▶ _WORK TO COMPLETE_
Output the material word for word. Leave each picture out.

Location identification items:

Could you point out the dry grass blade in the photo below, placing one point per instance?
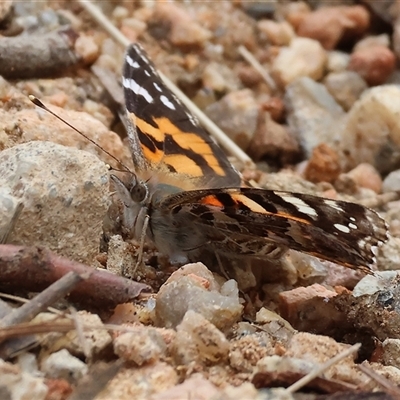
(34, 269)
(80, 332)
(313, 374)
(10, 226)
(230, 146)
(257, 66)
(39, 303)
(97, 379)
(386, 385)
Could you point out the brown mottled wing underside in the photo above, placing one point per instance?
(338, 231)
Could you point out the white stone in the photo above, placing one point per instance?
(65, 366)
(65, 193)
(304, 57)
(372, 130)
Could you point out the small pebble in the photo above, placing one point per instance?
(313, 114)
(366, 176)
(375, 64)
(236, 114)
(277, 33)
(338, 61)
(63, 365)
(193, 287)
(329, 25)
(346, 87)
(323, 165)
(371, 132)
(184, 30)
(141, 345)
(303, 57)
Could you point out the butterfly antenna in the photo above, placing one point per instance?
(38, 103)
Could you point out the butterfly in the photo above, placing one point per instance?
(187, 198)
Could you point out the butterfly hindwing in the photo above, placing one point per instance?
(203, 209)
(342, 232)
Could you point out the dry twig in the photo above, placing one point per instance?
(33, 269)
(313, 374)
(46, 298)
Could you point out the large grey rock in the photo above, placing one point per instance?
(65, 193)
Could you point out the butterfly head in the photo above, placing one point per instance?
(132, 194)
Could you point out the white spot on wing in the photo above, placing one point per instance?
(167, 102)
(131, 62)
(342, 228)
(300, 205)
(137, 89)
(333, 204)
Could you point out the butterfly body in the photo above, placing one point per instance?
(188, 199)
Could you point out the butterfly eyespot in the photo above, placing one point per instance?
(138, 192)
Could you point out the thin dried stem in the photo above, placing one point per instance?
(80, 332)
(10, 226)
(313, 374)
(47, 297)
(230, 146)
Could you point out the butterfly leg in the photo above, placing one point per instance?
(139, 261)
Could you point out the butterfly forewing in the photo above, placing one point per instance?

▶ _RIGHT ANSWER_
Could you point out the dry grass blade in the photo below, placing one point per instance?
(34, 269)
(80, 332)
(313, 374)
(10, 226)
(230, 146)
(257, 66)
(39, 303)
(97, 379)
(386, 385)
Could you point out the brown mottled wing underside in the photo above, placing one point per instance?
(338, 231)
Could you point out the white stone in the photo above, placing one point per instance?
(65, 366)
(65, 193)
(304, 57)
(372, 130)
Could you point out the small pebble in the photo above, placing one point per instance?
(313, 114)
(366, 176)
(375, 64)
(236, 114)
(277, 33)
(338, 61)
(63, 365)
(193, 287)
(329, 25)
(346, 87)
(323, 165)
(371, 132)
(184, 30)
(141, 345)
(303, 57)
Could you point out the butterfly antenna in the photo above, placing one point per instance?
(38, 103)
Could you point out the butterfly in the photo above, placing one point per instance?
(187, 198)
Could you point out the butterfly hindwing in the photo above, placing one point per instance?
(203, 209)
(342, 232)
Could you point out the dry twig in the photo above, placing one point per instance?
(33, 269)
(313, 374)
(46, 298)
Could you point out the large grey rock in the photo above, placing one point per instance?
(65, 193)
Could you point out the butterfly head in the photo above, placing one point per instance?
(132, 194)
Could you point out the white spot on wing in the photo above, placing one point per instance?
(167, 102)
(131, 62)
(342, 228)
(300, 205)
(137, 89)
(333, 204)
Could you point out the butterfly body in the photo above, placing one point per instance?
(188, 199)
Could you point out the butterfly eyespot in the photo above, placing one point per instance?
(138, 192)
Could you point out the thin dried stem in the photo above, placing one point per instance?
(80, 332)
(10, 226)
(313, 374)
(47, 297)
(230, 146)
Could you point out the butterfly leg in the photo above, placing one point per instance?
(139, 261)
Could you point out the butterfly forewing in the photo above, placing one point per instance?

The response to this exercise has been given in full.